Explore o material ▸
**A.** No relato sobre a emboscada a Lampião, quanto tempo durou o ataque dos policiais?
**B.** Escreva a continuação do relato sobre a emboscada a Lampião, a partir da última frase apresentada.

Trecho fornecido ▸
+ + + + +
Por volta das 5:15 do dia 28,
os cangaceiros levantaram para rezar o oficio e se preparavam para tomar café;
quando um cangaceiro deu o alarme, já era tarde demais. Não se sabe ao certo
quem os traiu. Entretanto, naquele lugar mais seguro, o bando foi pego
totalmente desprevenido.
Quando os policiais do Tenente
João Bezerra e do Sargento Aniceto Rodrigues da Silva abriram fogo com
metralhadoras portáteis, os cangaceiros não puderam empreender qualquer
tentativa viável de defesa.
O ataque durou uns vinte
minutos e poucos conseguiram escapar ao cerco e à morte. Dos trinta e quatro
cangaceiros presentes, onze morreram ali mesmo. Lampião foi um dos primeiros a
morrer. Logo em seguida, Maria Bonita foi gravemente ferida. Alguns
cangaceiros, transtornados pela morte inesperada do seu líder, conseguiram
escapar. Bastante eufóricos com a vitória, os policiais apreenderam os bens e
mutilaram os mortos. Apreenderam todo o dinheiro, o ouro e as joias.
A força volante, de maneira
bastante desumana para os dias de hoje, mas seguindo o costume da época,
decepou a cabeça de Lampião. Maria Bonita ainda estava viva, apesar de bastante
ferida, quando foi degolada. O mesmo ocorreu com Quinta-Feira, Mergulhão (os
dois também tiveram suas cabeças arrancadas em vida), Luis Pedro, Elétrico,
Enedina, Moeda, Alecrim, Colchete e Macela. Um dos policiais, demonstrando ódio
a Lampião, desfere um golpe de coronha de fuzil na sua cabeça, deformando-a;
este detalhe contribuiu para difundir a lenda de que Lampião não havia sido
morto, e escapara da emboscada, tal foi a modificação causada na fisionomia do
cangaceiro.
+ + + + +
Informações extraídas ▸
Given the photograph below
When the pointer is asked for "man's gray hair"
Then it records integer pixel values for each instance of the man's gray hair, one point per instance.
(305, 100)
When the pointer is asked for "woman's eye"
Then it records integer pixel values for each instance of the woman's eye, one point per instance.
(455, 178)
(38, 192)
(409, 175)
+ + + + +
Respostas em ordem ▸
**A.** Cerca de vinte minutos.

**B.**
Feito isso, salgaram as
cabeças e as colocaram em latas de querosene, contendo aguardente e cal... Os
corpos mutilados e ensanguentados foram deixados a céu aberto, atraindo urubus.
Para evitar a disseminação de doenças, dias depois foi colocada creolina sobre
os corpos. Como alguns urubus morreram intoxicados por creolina, este fato
ajudou a difundir a crença de que eles haviam sido envenenados antes do ataque,
com alimentos entregues pelo coiteiro traidor.
Percorrendo os estados
nordestinos, o coronel João Bezerra exibia as cabeças - já em adiantado estado
de decomposição - por onde passava, atraindo uma multidão de pessoas. Primeiro,
os troféus estiveram em Piranhas, onde foram arrumadas cuidadosamente na
escadaria da igreja, junto com armas e apetrechos dos cangaceiros, e
fotografadas. Depois, foram levadas a Maceió e ao sudeste do Brasil.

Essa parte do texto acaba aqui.